WHAT YOU WILL DO –
Please write out all of the data below again, requests included, and shift every point coordinate in the answers by adding 110 to it while keeping the numbers in the requests unchanged. Leave the pictures out of your answer.

THE RECORDS –
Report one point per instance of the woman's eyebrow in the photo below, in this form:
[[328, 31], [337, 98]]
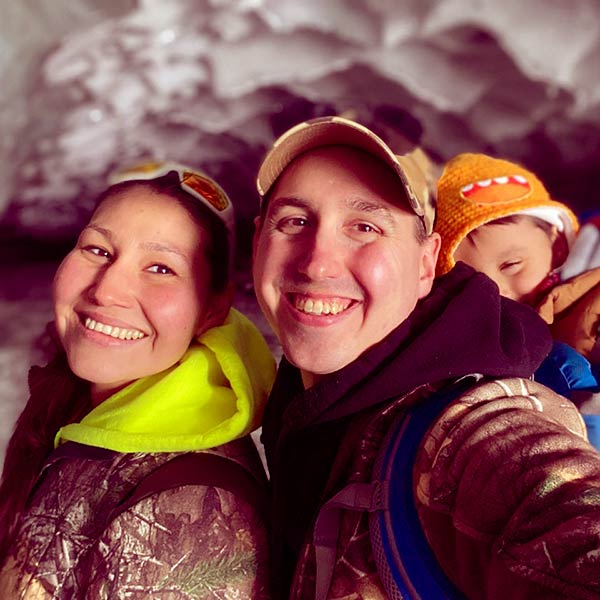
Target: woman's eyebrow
[[160, 247], [152, 246]]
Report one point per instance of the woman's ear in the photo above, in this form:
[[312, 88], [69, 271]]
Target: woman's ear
[[217, 311]]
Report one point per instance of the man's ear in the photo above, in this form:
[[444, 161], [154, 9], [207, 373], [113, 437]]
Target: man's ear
[[430, 251], [217, 311], [257, 229], [560, 248]]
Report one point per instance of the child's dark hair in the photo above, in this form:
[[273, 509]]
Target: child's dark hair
[[560, 248], [58, 397]]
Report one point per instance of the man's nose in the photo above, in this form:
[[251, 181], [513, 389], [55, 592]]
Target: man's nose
[[111, 286], [323, 256]]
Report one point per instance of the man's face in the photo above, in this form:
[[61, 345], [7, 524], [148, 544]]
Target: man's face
[[337, 265]]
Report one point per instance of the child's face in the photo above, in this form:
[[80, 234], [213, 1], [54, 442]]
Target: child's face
[[134, 291], [517, 256]]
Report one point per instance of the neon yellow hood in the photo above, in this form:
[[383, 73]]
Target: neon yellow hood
[[214, 394]]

EXERCISE ANSWER –
Report one point per instance of the woman's eyebrow in the photo below, in this form:
[[328, 31], [337, 98]]
Target: woman's eyebrow
[[270, 357], [262, 356]]
Report one point per instance of the woman's ear in the photo above, in this form:
[[312, 88], [69, 271]]
Target: woman's ear
[[327, 421]]
Report one point per instance of the man's ear in the photo above, in this form:
[[444, 161], [154, 9], [207, 373], [113, 437]]
Target: man's ear
[[540, 361], [327, 421], [367, 339], [670, 358]]
Report one point per instance of the child's dark hair in the photo above, in this form:
[[273, 509]]
Target: child's dark hair
[[670, 358], [168, 507]]
Report one point per instance of the man's nose in the photo above, in this form:
[[251, 181], [513, 389], [55, 592]]
Target: man's nose
[[221, 396], [433, 366]]
Report one point per instance of the man's face in the photo above, in this form:
[[61, 345], [7, 524], [148, 544]]
Target: man's face
[[447, 375]]
Report one point per instance of the child's face in the photo above, in this form:
[[80, 234], [213, 1], [54, 442]]
Target: child's face
[[244, 401], [627, 366]]
Report one point per instance of the neon yellow hood in the photo above, in this form:
[[383, 73]]
Target: neon yellow hood
[[324, 504]]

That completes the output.